Text under study:

==============================

Fastest lap: Kimi Räikkönen Ferrari SF15-T 1min 16.987sec
Race distance: 70 laps, 189.67 miles
Pole position: Lewis Hamilton Mercedes W06 1min 14.393sec

Rd 8 Spielberg, June 21 2015
1. Nico Rosberg Mercedes W06 1hr 30min 16.930sec
2. Lewis Hamilton Mercedes W06 1hr 30min 25.730sec
3. Felipe Massa Williams FW37 1hr 30min 34.503sec

Fastest lap: Nico Rosberg Mercedes W06 1min 11.235sec
Race distance: 71 laps, 190.77 miles
Pole position: Lewis Hamilton Mercedes W06 1min 08.455sec

These were the two races that, last year, but for over-conservative strategy calls, Williams could have won. The Mercs were vulnerable – and Williams should have been able to pounce. They didn’t. Those calls were risk-averse for two reasons: the operation and confidence levels were being rebuilt by the Pat Symonds-Rob Smedley axis after years of poor performance. Secondly, the risk downside might have threatened a much-needed top-three placing in the constructors championship that had big, maybe crucial, financial implications.

==============================

Exercise data:

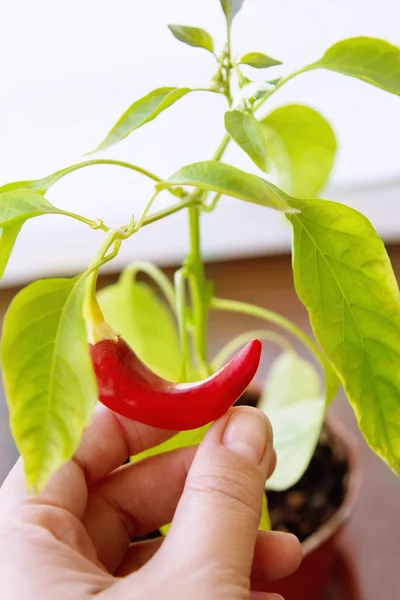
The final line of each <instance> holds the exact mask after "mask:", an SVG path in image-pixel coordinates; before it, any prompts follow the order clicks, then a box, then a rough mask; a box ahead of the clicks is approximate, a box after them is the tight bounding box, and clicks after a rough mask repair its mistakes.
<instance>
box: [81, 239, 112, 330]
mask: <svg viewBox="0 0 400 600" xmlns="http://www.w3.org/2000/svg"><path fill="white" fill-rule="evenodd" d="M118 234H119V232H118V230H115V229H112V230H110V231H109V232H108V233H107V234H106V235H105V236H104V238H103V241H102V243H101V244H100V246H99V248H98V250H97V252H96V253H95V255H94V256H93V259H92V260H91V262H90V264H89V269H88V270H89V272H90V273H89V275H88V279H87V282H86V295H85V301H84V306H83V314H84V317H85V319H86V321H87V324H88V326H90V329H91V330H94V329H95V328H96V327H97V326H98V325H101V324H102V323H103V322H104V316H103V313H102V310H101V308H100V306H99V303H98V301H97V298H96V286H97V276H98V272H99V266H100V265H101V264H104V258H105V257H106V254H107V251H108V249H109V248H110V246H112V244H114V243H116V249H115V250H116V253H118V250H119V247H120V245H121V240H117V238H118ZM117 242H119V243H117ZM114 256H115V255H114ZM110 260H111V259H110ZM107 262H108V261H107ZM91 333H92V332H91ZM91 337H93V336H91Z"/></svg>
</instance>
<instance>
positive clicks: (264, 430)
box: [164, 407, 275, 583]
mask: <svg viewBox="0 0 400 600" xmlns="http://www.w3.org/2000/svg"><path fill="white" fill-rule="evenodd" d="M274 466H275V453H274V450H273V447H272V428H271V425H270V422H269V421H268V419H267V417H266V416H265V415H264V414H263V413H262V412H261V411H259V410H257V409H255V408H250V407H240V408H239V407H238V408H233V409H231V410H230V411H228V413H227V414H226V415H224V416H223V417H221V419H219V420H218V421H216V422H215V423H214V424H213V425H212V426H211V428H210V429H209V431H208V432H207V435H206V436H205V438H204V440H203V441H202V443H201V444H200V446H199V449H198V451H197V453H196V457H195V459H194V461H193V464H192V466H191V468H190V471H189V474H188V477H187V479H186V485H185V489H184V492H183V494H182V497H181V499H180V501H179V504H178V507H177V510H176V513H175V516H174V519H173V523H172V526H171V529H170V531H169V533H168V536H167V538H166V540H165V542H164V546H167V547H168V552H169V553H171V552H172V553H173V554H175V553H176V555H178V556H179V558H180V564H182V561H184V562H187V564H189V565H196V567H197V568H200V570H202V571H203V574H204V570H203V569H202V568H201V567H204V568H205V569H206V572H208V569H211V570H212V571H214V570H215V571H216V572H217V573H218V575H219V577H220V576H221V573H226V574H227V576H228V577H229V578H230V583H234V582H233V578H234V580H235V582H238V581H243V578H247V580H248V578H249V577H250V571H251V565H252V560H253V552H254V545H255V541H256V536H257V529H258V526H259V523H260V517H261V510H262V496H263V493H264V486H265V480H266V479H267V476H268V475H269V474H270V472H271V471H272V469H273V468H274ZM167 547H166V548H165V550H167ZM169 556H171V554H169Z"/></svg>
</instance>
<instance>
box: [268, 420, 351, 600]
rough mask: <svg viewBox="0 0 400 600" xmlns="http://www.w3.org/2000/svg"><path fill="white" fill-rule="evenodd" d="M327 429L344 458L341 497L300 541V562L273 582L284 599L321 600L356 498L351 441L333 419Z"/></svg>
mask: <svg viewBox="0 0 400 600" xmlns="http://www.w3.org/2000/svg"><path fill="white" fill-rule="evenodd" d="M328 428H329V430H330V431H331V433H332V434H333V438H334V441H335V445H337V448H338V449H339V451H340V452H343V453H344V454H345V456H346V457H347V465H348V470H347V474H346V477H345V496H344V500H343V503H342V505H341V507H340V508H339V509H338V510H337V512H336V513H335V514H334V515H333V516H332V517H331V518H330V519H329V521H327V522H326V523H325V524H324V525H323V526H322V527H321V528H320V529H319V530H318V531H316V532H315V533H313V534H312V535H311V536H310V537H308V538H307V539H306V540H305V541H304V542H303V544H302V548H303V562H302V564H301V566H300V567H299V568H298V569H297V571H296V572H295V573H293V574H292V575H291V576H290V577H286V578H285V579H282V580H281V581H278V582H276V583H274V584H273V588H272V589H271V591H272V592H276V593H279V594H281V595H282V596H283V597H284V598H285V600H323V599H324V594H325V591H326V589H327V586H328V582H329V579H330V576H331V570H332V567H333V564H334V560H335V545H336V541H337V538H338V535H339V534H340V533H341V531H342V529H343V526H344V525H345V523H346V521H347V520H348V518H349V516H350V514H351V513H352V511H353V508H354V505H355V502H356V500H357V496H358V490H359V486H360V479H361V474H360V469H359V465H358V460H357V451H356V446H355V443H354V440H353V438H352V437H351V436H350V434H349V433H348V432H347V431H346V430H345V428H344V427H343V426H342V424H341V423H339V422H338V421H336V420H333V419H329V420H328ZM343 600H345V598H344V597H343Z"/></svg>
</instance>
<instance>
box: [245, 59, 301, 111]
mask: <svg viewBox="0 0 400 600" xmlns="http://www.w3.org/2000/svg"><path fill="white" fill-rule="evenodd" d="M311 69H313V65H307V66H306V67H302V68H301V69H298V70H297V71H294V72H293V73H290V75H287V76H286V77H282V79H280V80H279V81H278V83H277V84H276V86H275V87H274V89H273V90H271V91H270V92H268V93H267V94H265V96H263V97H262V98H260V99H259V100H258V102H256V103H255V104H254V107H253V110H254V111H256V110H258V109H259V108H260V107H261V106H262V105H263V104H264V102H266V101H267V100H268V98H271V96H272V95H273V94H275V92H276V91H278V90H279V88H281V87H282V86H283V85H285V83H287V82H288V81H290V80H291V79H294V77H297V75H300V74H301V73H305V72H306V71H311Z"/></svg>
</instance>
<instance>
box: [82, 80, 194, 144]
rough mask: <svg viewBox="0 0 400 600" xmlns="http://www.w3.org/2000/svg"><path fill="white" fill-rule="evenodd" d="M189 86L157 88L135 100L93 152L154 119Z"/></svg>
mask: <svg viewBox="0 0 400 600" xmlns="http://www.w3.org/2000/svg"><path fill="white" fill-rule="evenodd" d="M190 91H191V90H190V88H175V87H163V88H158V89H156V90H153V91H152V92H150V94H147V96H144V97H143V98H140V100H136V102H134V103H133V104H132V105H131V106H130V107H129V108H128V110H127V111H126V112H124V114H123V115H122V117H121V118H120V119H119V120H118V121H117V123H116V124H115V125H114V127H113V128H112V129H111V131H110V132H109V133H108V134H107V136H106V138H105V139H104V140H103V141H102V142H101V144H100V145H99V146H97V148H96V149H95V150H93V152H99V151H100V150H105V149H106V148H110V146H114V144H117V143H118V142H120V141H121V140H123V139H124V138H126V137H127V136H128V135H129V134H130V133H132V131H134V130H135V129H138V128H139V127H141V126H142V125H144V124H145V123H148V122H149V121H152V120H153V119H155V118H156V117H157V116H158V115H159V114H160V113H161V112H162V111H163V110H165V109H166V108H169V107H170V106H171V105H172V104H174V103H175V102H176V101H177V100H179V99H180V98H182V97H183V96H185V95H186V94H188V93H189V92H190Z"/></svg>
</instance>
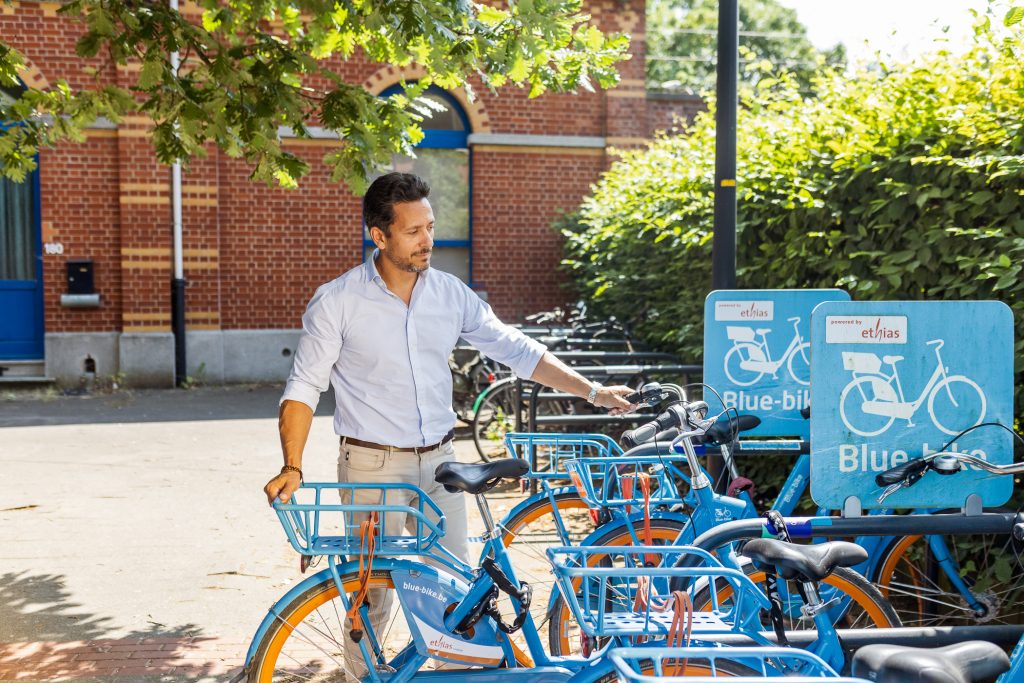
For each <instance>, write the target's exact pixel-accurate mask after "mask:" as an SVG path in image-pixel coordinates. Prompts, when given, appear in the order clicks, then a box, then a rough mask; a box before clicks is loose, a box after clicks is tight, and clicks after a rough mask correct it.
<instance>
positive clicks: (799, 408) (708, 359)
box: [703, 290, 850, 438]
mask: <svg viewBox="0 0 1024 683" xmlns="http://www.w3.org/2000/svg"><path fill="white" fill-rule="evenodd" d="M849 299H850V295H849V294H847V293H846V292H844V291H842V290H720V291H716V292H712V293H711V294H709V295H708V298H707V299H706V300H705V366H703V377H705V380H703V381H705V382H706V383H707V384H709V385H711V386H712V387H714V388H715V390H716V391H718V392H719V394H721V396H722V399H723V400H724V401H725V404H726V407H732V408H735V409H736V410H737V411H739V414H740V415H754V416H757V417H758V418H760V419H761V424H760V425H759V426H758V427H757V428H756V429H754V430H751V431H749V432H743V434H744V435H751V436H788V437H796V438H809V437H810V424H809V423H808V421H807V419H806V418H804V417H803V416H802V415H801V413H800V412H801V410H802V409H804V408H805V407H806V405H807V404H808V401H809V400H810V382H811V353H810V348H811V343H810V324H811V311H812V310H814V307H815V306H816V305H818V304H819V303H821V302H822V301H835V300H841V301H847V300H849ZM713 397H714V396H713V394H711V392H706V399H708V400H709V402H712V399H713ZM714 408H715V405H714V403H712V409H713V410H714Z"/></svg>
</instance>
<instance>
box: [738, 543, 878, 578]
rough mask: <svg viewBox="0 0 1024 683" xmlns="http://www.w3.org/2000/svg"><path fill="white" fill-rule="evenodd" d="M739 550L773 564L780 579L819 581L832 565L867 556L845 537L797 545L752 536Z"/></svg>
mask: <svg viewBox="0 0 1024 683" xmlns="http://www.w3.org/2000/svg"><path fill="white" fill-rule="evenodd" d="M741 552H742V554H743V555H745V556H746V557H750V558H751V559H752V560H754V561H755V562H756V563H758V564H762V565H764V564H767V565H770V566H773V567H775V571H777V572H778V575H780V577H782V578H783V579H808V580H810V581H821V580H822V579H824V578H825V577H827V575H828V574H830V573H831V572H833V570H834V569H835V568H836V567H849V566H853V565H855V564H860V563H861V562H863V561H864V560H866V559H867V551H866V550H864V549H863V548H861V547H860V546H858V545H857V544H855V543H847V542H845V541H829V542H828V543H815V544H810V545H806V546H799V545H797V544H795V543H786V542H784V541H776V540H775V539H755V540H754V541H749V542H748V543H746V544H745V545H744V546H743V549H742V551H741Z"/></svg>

==============================

Reproduce the Formula 1 race results text word for word, in full. The records were taken from a separate source.

Solved exercise:
Fastest lap: Kimi Räikkönen Ferrari SF15-T 1min 16.987sec
Race distance: 70 laps, 189.67 miles
Pole position: Lewis Hamilton Mercedes W06 1min 14.393sec

Rd 8 Spielberg, June 21 2015
1. Nico Rosberg Mercedes W06 1hr 30min 16.930sec
2. Lewis Hamilton Mercedes W06 1hr 30min 25.730sec
3. Felipe Massa Williams FW37 1hr 30min 34.503sec

Fastest lap: Nico Rosberg Mercedes W06 1min 11.235sec
Race distance: 71 laps, 190.77 miles
Pole position: Lewis Hamilton Mercedes W06 1min 08.455sec

These were the two races that, last year, but for over-conservative strategy calls, Williams could have won. The Mercs were vulnerable – and Williams should have been able to pounce. They didn’t. Those calls were risk-averse for two reasons: the operation and confidence levels were being rebuilt by the Pat Symonds-Rob Smedley axis after years of poor performance. Secondly, the risk downside might have threatened a much-needed top-three placing in the constructors championship that had big, maybe crucial, financial implications.